┌─ Study text

WHAT OTHER OPPORTUNITIES ARE OFFERED WITH THE SPONSORSHIP AGREEMENT?

Research additional brand awareness opportunities. Events can include, but are not limited to cocktail hour, lunch or dinner, and Wi-Fi for the event. At times, these can be coupled with push notifications for a conference app, or speaking and panel opportunities. Additionally, many conferences provide an attendee list before and after the event. This list is key in preparing for a successful event and follow up.

HOW MANY CONFERENCES SHOULD BE SPONSORED EACH YEAR?

Conferences vary in size, audience and venue, and are subject to the investment manager’s target audience and marketing budget. If you have a limited marketing budget, you may want to consider one or two events per year. This will assist in providing maximum exposure in a single location and will broaden your sponsorship selections. If your budget allows, consider more local targeted events. It is important to remember, it isn’t the number of events you attend each year, but rather the amount of engagements you commit to within each event.

└─
┌─ Data excerpts

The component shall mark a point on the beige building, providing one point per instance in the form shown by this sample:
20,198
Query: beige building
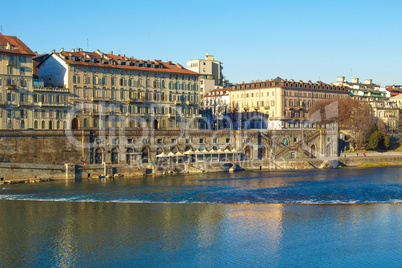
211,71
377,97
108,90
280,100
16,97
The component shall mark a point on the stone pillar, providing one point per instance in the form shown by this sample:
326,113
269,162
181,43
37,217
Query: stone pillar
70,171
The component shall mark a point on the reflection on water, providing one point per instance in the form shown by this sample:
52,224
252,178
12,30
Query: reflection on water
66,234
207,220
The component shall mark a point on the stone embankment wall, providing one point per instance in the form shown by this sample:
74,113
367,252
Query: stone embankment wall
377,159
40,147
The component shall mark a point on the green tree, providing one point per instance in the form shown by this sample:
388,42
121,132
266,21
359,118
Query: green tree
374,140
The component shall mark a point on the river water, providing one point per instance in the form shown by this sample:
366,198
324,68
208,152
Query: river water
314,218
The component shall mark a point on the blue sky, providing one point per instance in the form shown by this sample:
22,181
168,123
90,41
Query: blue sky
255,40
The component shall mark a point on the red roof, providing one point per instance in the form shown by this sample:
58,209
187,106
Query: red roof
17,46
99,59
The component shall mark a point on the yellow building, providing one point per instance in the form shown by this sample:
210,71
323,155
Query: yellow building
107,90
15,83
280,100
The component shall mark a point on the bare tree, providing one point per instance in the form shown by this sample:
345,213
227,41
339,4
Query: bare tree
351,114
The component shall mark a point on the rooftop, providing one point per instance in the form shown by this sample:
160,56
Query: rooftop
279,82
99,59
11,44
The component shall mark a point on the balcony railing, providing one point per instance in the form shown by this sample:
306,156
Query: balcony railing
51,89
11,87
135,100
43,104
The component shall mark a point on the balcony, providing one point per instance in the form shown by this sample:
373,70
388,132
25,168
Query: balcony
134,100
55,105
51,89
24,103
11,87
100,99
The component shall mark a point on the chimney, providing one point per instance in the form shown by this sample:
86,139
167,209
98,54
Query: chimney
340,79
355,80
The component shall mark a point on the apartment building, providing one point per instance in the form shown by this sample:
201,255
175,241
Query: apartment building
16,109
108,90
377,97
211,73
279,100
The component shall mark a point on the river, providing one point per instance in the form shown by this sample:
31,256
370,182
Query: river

└─

▶ **Aim of the exercise**: Reproduce the full conference sponsorship text word for word.

▶ **Response to the exercise**:
WHAT OTHER OPPORTUNITIES ARE OFFERED WITH THE SPONSORSHIP AGREEMENT?

Research additional brand awareness opportunities. Events can include, but are not limited to cocktail hour, lunch or dinner, and Wi-Fi for the event. At times, these can be coupled with push notifications for a conference app, or speaking and panel opportunities. Additionally, many conferences provide an attendee list before and after the event. This list is key in preparing for a successful event and follow up.

HOW MANY CONFERENCES SHOULD BE SPONSORED EACH YEAR?

Conferences vary in size, audience and venue, and are subject to the investment manager’s target audience and marketing budget. If you have a limited marketing budget, you may want to consider one or two events per year. This will assist in providing maximum exposure in a single location and will broaden your sponsorship selections. If your budget allows, consider more local targeted events. It is important to remember, it isn’t the number of events you attend each year, but rather the amount of engagements you commit to within each event.